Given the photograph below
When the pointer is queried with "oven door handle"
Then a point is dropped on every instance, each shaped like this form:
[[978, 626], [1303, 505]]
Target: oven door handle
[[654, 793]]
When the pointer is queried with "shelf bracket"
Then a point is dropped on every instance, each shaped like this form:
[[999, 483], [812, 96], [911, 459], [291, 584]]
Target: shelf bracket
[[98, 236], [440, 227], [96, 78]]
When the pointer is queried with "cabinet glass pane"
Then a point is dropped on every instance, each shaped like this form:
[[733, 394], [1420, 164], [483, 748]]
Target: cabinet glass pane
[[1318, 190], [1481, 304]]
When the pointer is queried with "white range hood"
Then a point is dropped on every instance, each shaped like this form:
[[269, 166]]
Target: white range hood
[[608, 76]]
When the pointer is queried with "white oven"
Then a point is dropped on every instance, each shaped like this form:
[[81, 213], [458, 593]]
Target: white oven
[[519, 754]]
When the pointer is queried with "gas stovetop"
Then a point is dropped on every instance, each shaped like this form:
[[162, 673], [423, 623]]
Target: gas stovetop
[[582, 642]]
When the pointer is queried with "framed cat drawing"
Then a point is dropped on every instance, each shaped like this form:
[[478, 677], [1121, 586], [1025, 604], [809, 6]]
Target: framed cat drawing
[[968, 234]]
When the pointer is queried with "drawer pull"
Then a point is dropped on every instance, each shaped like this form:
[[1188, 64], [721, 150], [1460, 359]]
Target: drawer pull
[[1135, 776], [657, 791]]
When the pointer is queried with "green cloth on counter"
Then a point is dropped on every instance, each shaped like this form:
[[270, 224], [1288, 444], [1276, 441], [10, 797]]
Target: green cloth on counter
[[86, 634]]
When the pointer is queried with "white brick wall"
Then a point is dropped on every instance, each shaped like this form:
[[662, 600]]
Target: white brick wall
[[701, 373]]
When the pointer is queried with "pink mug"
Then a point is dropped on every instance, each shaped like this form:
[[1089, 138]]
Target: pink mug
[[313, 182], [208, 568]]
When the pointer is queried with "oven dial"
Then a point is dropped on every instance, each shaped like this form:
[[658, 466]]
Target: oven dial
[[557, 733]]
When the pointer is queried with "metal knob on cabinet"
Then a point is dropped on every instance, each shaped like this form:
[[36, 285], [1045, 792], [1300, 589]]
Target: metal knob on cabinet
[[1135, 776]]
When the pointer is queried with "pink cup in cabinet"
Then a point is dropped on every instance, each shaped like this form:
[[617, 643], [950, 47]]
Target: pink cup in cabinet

**Given problem**:
Please copy the listing above line for line, starting with its first line and going on through the line that contains "[[582, 642]]", both ends included.

**The answer**:
Given the photograph below
When the pointer is queried with "oven door handle"
Then a point is dropped on every instance, each shaped like this form:
[[978, 626], [1303, 505]]
Target: oven door handle
[[654, 793]]
When the pointer is queried with "shelf bracket"
Then a point is dropped on every instance, each shaped like this form:
[[999, 483], [812, 96], [911, 459], [291, 584]]
Target: shelf bracket
[[98, 236], [440, 227], [96, 78]]
When the pointer is queried with "cabinet glass pane"
Then a point is dropped on every instance, each shaped like this form:
[[733, 394], [1420, 164], [483, 748]]
Target: cabinet glass pane
[[1318, 190], [1481, 304]]
When the pointer is queried with "white range hood"
Then a point is dropped on every instance, each shaped like this form:
[[269, 166]]
Target: white range hood
[[608, 76]]
When the pointer is queried with "white oven"
Then a point is dropped on every instance, each shaped like this form:
[[81, 213], [458, 593]]
Target: white oven
[[519, 754]]
When the pointer is queried with "gas stovetop"
Then a point is dropped on every instance, each shaped like this form:
[[162, 673], [423, 623]]
Target: gas stovetop
[[582, 642]]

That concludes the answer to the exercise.